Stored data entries
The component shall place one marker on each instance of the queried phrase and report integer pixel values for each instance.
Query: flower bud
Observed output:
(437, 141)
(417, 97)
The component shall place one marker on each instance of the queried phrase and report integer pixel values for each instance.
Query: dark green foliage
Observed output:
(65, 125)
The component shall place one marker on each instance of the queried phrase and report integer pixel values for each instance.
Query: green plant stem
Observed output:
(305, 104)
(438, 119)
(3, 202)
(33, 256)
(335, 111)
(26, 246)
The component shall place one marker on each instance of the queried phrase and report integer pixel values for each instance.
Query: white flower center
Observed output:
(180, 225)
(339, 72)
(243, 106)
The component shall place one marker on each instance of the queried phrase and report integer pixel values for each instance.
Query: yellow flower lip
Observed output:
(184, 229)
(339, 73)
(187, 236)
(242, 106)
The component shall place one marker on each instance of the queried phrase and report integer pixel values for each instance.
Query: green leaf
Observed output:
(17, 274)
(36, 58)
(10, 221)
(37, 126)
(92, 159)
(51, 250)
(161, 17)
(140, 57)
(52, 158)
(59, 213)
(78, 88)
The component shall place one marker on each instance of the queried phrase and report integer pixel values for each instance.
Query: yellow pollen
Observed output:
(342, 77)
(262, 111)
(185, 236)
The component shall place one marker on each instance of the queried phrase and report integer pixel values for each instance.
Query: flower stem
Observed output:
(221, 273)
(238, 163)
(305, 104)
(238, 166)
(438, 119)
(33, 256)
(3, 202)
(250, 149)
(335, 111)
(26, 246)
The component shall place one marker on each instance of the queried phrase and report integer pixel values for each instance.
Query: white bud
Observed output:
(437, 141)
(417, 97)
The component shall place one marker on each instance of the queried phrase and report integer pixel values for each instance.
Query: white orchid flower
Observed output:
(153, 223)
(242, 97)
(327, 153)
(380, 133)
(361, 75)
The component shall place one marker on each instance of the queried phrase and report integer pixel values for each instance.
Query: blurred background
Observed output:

• _WHAT THE TASK ASKS_
In the entries above, find every line holding the word "white" and copy it out.

• _EXPECTED OUTPUT_
Query: white flower center
Query: white bud
Query: white orchid flower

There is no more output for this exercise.